WHAT YOU WILL DO:
Beginning with the line where "If you could mark the white" appears, set down each line exactly until the records below end, and omit the pictures.

Stored items:
-=-=-

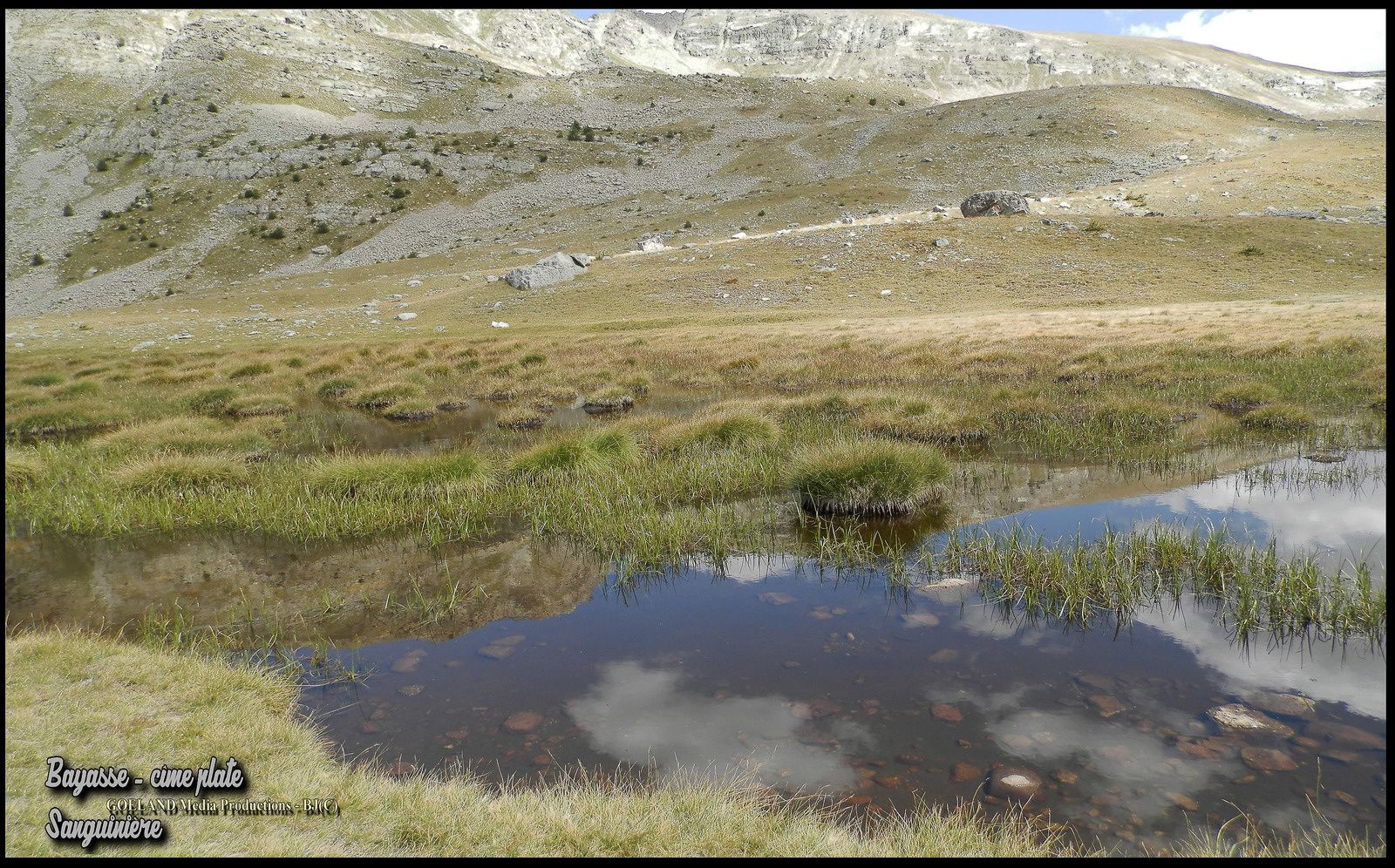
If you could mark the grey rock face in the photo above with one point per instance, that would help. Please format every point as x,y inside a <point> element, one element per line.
<point>555,268</point>
<point>994,202</point>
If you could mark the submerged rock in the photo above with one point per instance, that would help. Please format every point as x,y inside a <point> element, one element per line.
<point>1283,705</point>
<point>1267,759</point>
<point>1106,705</point>
<point>1345,736</point>
<point>1015,783</point>
<point>523,722</point>
<point>962,772</point>
<point>948,714</point>
<point>1242,719</point>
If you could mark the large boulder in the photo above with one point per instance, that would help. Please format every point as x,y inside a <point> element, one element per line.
<point>555,268</point>
<point>994,202</point>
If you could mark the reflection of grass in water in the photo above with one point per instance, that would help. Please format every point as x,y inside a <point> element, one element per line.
<point>1246,836</point>
<point>1255,589</point>
<point>251,712</point>
<point>1350,473</point>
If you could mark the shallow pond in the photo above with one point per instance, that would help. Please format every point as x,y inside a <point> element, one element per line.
<point>809,680</point>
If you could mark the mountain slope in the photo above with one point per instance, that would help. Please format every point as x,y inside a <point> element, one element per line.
<point>150,153</point>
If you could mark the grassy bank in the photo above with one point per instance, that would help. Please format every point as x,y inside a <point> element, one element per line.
<point>299,445</point>
<point>102,702</point>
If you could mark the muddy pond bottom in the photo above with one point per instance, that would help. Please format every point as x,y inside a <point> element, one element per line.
<point>881,696</point>
<point>878,696</point>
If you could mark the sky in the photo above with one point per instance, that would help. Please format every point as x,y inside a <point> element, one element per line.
<point>1343,41</point>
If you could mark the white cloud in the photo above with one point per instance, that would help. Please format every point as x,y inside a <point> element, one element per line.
<point>1344,41</point>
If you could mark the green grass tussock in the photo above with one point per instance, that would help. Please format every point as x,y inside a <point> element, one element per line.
<point>1278,417</point>
<point>176,473</point>
<point>353,475</point>
<point>23,468</point>
<point>1243,397</point>
<point>183,436</point>
<point>876,479</point>
<point>582,454</point>
<point>248,406</point>
<point>376,398</point>
<point>720,430</point>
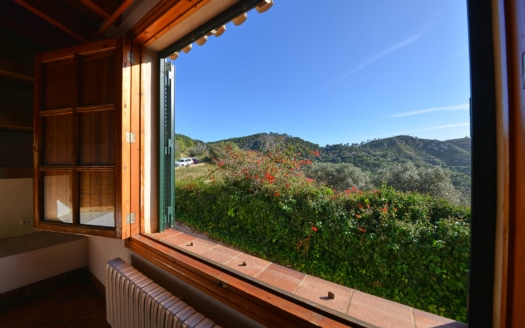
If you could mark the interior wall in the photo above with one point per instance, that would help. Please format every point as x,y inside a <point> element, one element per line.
<point>100,251</point>
<point>16,207</point>
<point>29,267</point>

-=-=-

ANSWER TO THE PROBLEM:
If you could mark the white cloud in the photo above with one point per instance, that would help. Please format every point as x,y inside a <point> element, one element per line.
<point>1344,41</point>
If you could mark the green grass tussock in the photo above with one point per instance, that would help. Please format every point as x,y inside a <point> element, one element per line.
<point>1278,417</point>
<point>176,473</point>
<point>353,475</point>
<point>23,468</point>
<point>1243,397</point>
<point>183,436</point>
<point>876,479</point>
<point>582,454</point>
<point>248,406</point>
<point>376,398</point>
<point>720,430</point>
If you could mark the interior wall in the photo above with one point per instance, that would help. Please format every point as x,y inside a <point> element, one element per line.
<point>100,251</point>
<point>16,207</point>
<point>29,267</point>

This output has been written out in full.